▶ SET EXERCISE: Reproduce the listing exactly and skip over any pictures.

▶ EXCERPTED RECORDS:
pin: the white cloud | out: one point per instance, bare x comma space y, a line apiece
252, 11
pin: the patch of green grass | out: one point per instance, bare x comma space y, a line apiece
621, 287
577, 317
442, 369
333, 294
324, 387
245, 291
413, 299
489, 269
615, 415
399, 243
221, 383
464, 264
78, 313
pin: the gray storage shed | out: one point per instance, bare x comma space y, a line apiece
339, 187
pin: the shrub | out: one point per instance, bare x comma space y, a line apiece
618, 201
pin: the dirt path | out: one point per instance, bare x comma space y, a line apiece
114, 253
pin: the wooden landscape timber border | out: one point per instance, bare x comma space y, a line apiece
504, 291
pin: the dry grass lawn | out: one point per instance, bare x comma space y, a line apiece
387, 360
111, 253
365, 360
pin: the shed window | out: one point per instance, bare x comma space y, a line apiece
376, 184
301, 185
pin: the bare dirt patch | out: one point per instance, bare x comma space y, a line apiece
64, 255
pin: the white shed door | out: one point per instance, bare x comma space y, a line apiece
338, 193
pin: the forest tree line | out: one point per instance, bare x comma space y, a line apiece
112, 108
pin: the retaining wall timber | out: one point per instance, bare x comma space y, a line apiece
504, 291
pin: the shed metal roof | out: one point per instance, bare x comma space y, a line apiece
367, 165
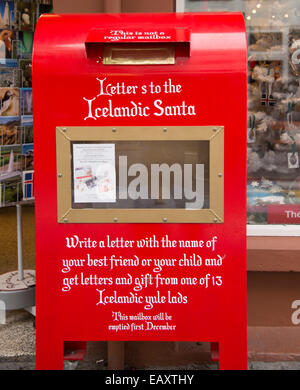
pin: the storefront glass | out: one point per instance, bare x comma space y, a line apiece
273, 131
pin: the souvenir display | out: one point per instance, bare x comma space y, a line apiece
17, 24
273, 131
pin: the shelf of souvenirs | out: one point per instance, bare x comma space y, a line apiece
281, 55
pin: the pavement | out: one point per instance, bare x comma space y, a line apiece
17, 351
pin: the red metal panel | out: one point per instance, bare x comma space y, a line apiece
213, 79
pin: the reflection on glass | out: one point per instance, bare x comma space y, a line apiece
140, 174
273, 131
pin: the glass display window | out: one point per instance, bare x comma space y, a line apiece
273, 130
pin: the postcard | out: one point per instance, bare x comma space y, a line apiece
9, 131
25, 43
27, 157
26, 15
26, 101
26, 73
27, 134
10, 162
7, 14
9, 102
9, 77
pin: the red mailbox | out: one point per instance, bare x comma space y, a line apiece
140, 153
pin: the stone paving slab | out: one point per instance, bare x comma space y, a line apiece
17, 351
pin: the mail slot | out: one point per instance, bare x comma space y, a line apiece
140, 153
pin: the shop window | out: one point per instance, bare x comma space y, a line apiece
273, 131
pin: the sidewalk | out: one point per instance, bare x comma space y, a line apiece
17, 350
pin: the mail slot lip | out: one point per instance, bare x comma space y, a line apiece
213, 81
74, 44
139, 34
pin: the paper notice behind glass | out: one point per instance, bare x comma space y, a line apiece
94, 173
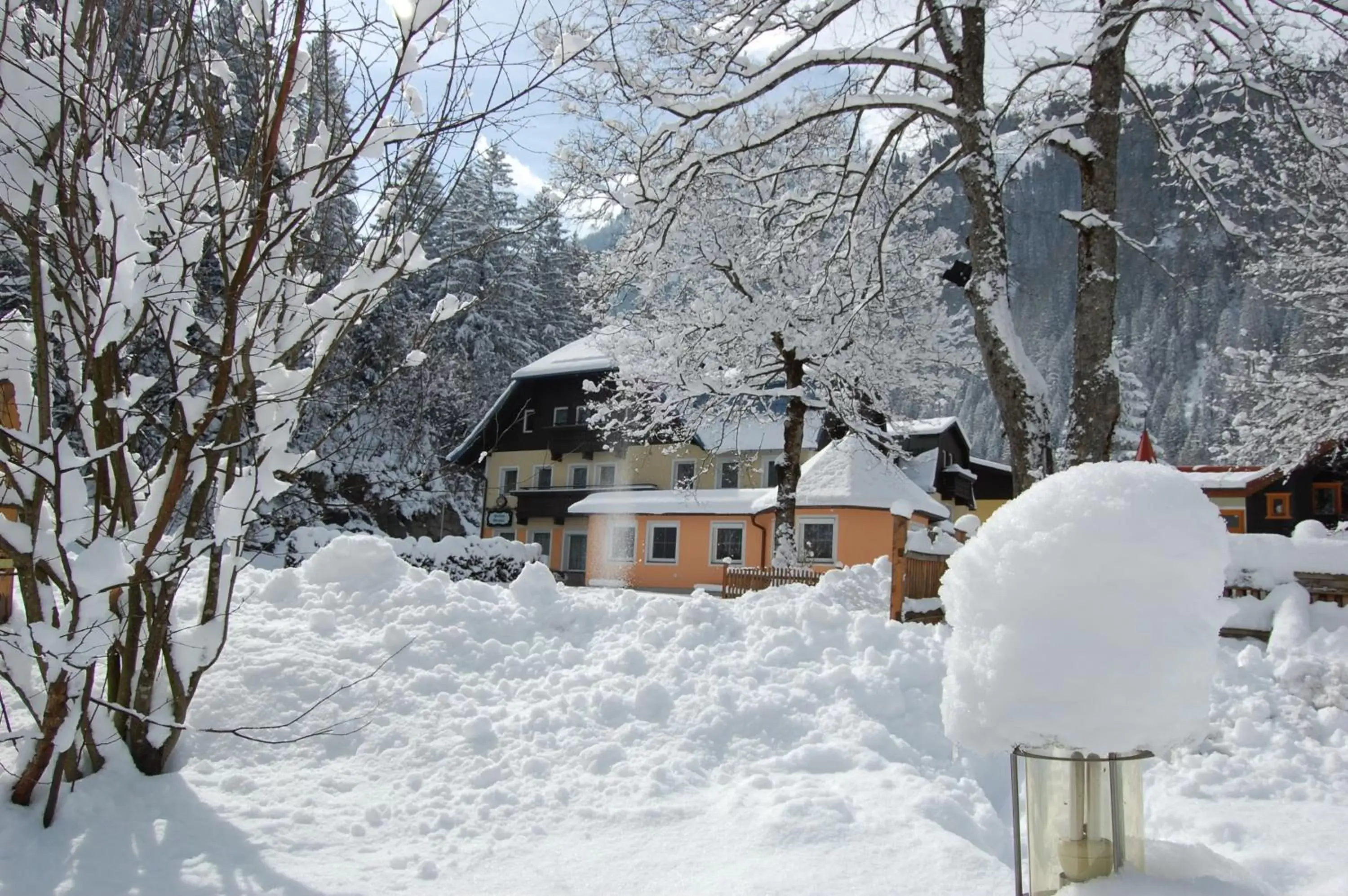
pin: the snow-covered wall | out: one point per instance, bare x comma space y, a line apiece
484, 559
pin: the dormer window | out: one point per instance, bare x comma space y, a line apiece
730, 475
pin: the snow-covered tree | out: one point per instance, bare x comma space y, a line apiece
143, 223
741, 301
917, 75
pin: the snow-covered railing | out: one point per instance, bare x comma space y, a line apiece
1265, 570
483, 559
739, 581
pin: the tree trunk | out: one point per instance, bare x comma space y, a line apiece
1017, 386
1095, 379
53, 716
789, 477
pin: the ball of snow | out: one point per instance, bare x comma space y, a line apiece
1309, 528
1086, 615
356, 563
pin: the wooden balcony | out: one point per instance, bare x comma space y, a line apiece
534, 503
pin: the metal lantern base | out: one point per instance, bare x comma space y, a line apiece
1083, 817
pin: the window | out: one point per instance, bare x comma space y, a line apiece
819, 539
622, 543
545, 541
1326, 499
727, 542
685, 475
662, 543
575, 549
730, 475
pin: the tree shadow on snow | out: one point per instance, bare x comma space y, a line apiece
139, 836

▶ FINISHED EXERCISE:
pin: the white cloud | out: one point per instance, bare x comma space y, a line apiece
252, 11
pin: the patch of green grass | out: one point per instance, bare x comma space y, a line apiece
621, 287
577, 317
442, 369
333, 294
324, 387
245, 291
413, 299
489, 269
615, 415
399, 243
221, 383
464, 264
78, 313
pin: the gray storage shed | out: one point per instance, bare x comma space y, a line apiece
339, 187
pin: the shrub | out: one point per instance, bare x comma space y, a line apiece
618, 201
pin: the dirt path | out: one point per instance, bare x comma space y, a line apiece
114, 253
pin: the wooden landscape timber border | out: one point per instance, bare x comma space y, a line apiece
504, 291
pin: the dry grass lawn | out: one point per instance, bare x comma space y, a line apiece
387, 360
111, 253
365, 360
pin: the shed window | out: one point per instance, bare x comma space y, a line apiece
376, 184
301, 185
pin: the bare dirt patch | out: one point per instance, bare x comma space y, a line apiece
64, 255
pin: the white shed door | out: one point per instance, bare x comma space y, a line apiece
338, 193
pin: the forest tree line | out: one point per instance, bare x comma space y, a line apiece
112, 108
pin: the retaining wall timber | out: one point per instance, bare x comma space y, a line apiece
504, 291
pin: the shed metal roof | out: one point per instance, bare x comma space y, a line apiece
367, 165
pin: the storefront glass | out: one point per instance, bare x comma space y, a line apiece
273, 131
pin: the souvenir display | out: one point per instance, bare x comma space y, a line apiece
17, 24
273, 131
pin: the shelf of souvenirs | out: one point per instance, bare x comma space y, a line apiece
281, 55
pin: the pavement | out: one point per instance, bare x comma space y, a line apiece
17, 351
pin: the red metal panel | out: one point per instance, bare x comma space y, a line apiece
213, 79
pin: the reflection on glass | out: one point per instance, bare x comma space y, a line apiece
140, 174
273, 131
pin: the glass display window | out: one point per instance, bare x comma space y, a line apiece
273, 130
pin: the postcard | out: one point per instance, bare x comma space y, a line apiece
9, 131
25, 43
27, 157
26, 15
26, 101
26, 73
27, 134
10, 162
7, 14
9, 102
9, 77
pin: the red mailbox | out: one point per instance, bare x comma space y, a line apiece
140, 153
pin: the stone paving slab | out: one point per instance, bare x comma space y, a line apiece
17, 351
pin: the mail slot | out: one point per instance, bare x comma space y, a line apiece
140, 153
pin: the shop window | out: one point per instance, bare x comma space y, a line apiece
273, 131
pin: the sidewalk | out: one point per instance, bare x comma space y, a line apiece
17, 350
pin: the mail slot lip | out: one point per instance, bare x comma space y, a line apiece
213, 81
74, 44
139, 34
pin: the paper notice behind glass | out: one point per instance, bare x comma space y, a line apiece
94, 173
pin: the snow-covered wall | out: one point per instance, bare x comma space y, a line apiece
484, 559
pin: the dormer window | out: one point per instance, bare x comma space y, a line apiece
730, 475
pin: the snow-covered tree | out: one point per instance, bare x comma space y, a line apiece
143, 223
741, 301
917, 75
pin: the snow-covered railing | out: one point per instance, bare x comma space y, a line apiece
1265, 570
483, 559
739, 581
pin: the tree trunk | out: one point per instance, bare x comma space y, a line apiece
1017, 386
1095, 379
53, 716
789, 477
pin: the ball of snow | out: one point per instance, bare x comma space y, a line apiece
1309, 528
1086, 615
356, 563
pin: the wooden balcony | out: one point per instance, bare x comma space y, a line apiece
534, 503
pin: the metal lantern base | out: one point per instance, bare x comma space y, a line apiece
1083, 817
pin: the window | out: one point per instance, bare x comma space y, a line apiece
819, 539
622, 543
545, 541
1326, 499
727, 542
685, 475
662, 543
575, 549
730, 475
pin: the tree shadow on snow | out: one point per instance, bare x comma space y, a line apiece
139, 836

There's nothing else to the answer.